_Exercise_
Lay out every line of the records below as a Markdown table with two columns, Row and Line. Number each row and leave out any blank lines.
═════ Records shown
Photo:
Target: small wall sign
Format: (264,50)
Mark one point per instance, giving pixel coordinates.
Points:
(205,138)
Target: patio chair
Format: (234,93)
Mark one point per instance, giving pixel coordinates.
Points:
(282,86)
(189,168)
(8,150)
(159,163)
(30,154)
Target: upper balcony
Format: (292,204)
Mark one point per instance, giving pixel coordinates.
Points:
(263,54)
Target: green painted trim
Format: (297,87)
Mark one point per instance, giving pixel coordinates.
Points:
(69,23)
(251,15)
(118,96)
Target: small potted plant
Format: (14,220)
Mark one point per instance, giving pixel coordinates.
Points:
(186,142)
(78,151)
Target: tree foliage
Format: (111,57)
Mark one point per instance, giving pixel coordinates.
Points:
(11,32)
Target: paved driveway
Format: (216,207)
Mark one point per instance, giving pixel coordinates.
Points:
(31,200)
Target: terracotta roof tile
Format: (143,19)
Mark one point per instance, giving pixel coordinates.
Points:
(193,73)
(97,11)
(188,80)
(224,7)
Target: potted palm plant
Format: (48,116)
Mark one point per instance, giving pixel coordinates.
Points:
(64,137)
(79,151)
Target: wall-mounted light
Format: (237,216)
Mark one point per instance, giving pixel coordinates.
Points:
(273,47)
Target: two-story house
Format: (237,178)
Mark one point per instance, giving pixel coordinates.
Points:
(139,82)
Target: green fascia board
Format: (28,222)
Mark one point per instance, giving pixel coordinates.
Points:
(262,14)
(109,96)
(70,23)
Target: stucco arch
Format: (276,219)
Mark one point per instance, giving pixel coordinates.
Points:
══════════
_Exercise result_
| Row | Line |
|---|---|
| 1 | Photo: |
| 2 | Target: small wall sign |
| 3 | Format: (264,50) |
| 4 | Mark one point per instance, giving pixel coordinates. |
| 5 | Points: |
| 6 | (205,138) |
| 7 | Target: patio chair |
| 8 | Format: (234,93) |
| 9 | Mark one point per instance, giving pixel coordinates. |
| 10 | Points: |
| 11 | (282,86) |
| 12 | (189,168) |
| 13 | (8,150) |
| 14 | (159,163) |
| 15 | (30,154) |
| 16 | Target: upper balcony |
| 17 | Format: (292,204) |
| 18 | Mark one point per instance, giving pixel coordinates. |
| 19 | Points: |
| 20 | (263,54) |
| 21 | Target: green painted trim |
| 22 | Format: (297,87) |
| 23 | Mark one point per instance, giving pixel coordinates. |
| 24 | Points: |
| 25 | (69,23) |
| 26 | (251,15) |
| 27 | (118,96) |
| 28 | Target: small potted plant |
| 29 | Format: (14,220) |
| 30 | Mark one point per instance, giving pixel coordinates. |
| 31 | Points: |
| 32 | (186,142) |
| 33 | (78,151) |
| 34 | Target: tree foliage |
| 35 | Format: (111,57) |
| 36 | Mark one point per instance, giving pixel coordinates. |
| 37 | Points: |
| 38 | (11,32) |
| 39 | Target: paved driveway |
| 40 | Format: (216,207) |
| 41 | Mark one point per instance, giving pixel coordinates. |
| 42 | Points: |
| 43 | (31,200) |
| 44 | Target: terracotta roof tile |
| 45 | Format: (143,19) |
| 46 | Mark one point per instance, giving pixel coordinates. |
| 47 | Points: |
| 48 | (193,73) |
| 49 | (97,11) |
| 50 | (188,80) |
| 51 | (224,7) |
| 52 | Target: potted palm plant |
| 53 | Format: (48,116) |
| 54 | Mark one point per instance, giving pixel coordinates. |
| 55 | Points: |
| 56 | (64,137) |
| 57 | (79,151) |
| 58 | Target: wall-mounted light |
| 59 | Format: (237,216) |
| 60 | Mark one point per instance, giving pixel coordinates. |
| 61 | Points: |
| 62 | (273,47) |
| 63 | Target: two-story house |
| 64 | Format: (237,178) |
| 65 | Mark one point per instance, giving pixel coordinates. |
| 66 | Points: |
| 67 | (139,82) |
| 68 | Target: green fascia board |
| 69 | Format: (28,222) |
| 70 | Mark one point per instance, giving pixel coordinates. |
| 71 | Points: |
| 72 | (262,14) |
| 73 | (109,96) |
| 74 | (70,23) |
| 75 | Target: stucco arch |
| 76 | Format: (276,219) |
| 77 | Mark one point per instance, giving pixel coordinates. |
| 78 | Points: |